In the text excerpt on the liability of executors and administrators, for what is an administrator de bonis non answerable?

Text excerpt:
───

1. In general. An executor or administrator is chargeable not only with the assets which come into his possession, but also with those which, by negligence, he has failed to collect: Estate of Kennedy, 120 Cal. 458, 461; 52 Pac. Rep. 820. He is prima facie liable for such assets of the estate as come into his possession: Wheeler v. Bolton, 92 Cal. 159, 171; 28 Pac. Rep. 558. His liability can only terminate after compliance with the statute, and after a settlement approved by the court has been made, and after discharge and delivery has been ordered by the court: In re Higgins' Estate, 15 Mont. 474; 39 Pac. Rep. 506, 517. One who takes charge of an estate as administrator, and takes possession of the assets of the

estate of his decedent and administers thereon, cannot escape liability by reason of his having failed to take the oath and to file the bond required by law. If he is not an administrator de jure, he is de facto, and may settle the estate, if neither creditors nor heirs object: Harris v. Coates, 8 Ida. 491; 69 Pac. Rep. 475. If an executor, who has money of the estate in his hands, turns it over to his co-executor, and leaves the estate for an indefinite length of time, he is answerable for any misapplication of it by the latter: Estate of Osborn, 87 Cal. 1, 4; 25 Pac. Rep. 157; 11 L. R. A. 264. An administrator de bonis non is answerable only for what he receives. He is not liable for a misappropriation of the moneys received for land sold by a former administrator: Dray v. Bloch, 27 Or. 549; 41 Pac. Rep. 660.

2. Instances of liability.

───

Provided material:
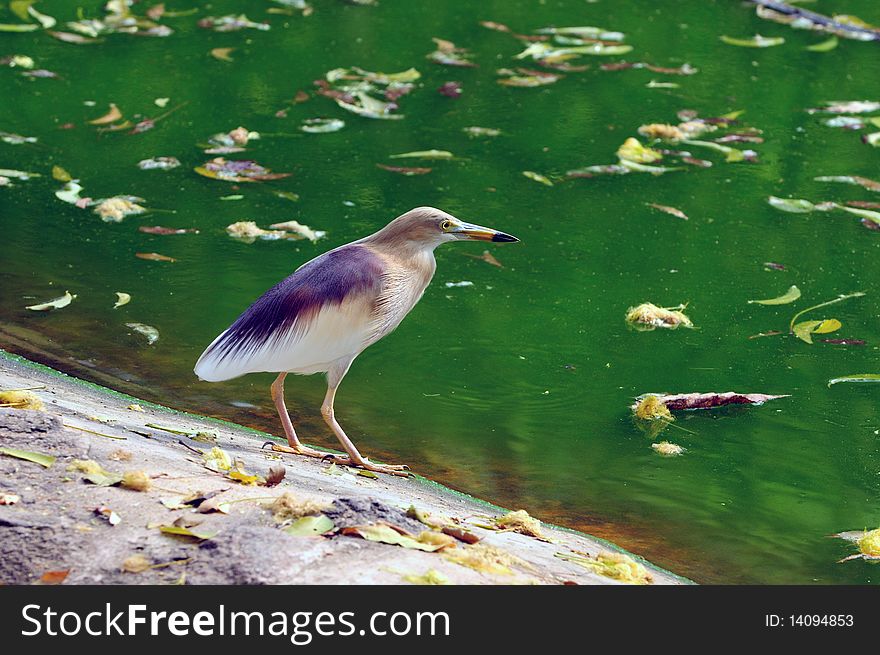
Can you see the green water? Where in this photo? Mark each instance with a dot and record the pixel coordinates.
(515, 389)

───

Task output:
Only for what he receives.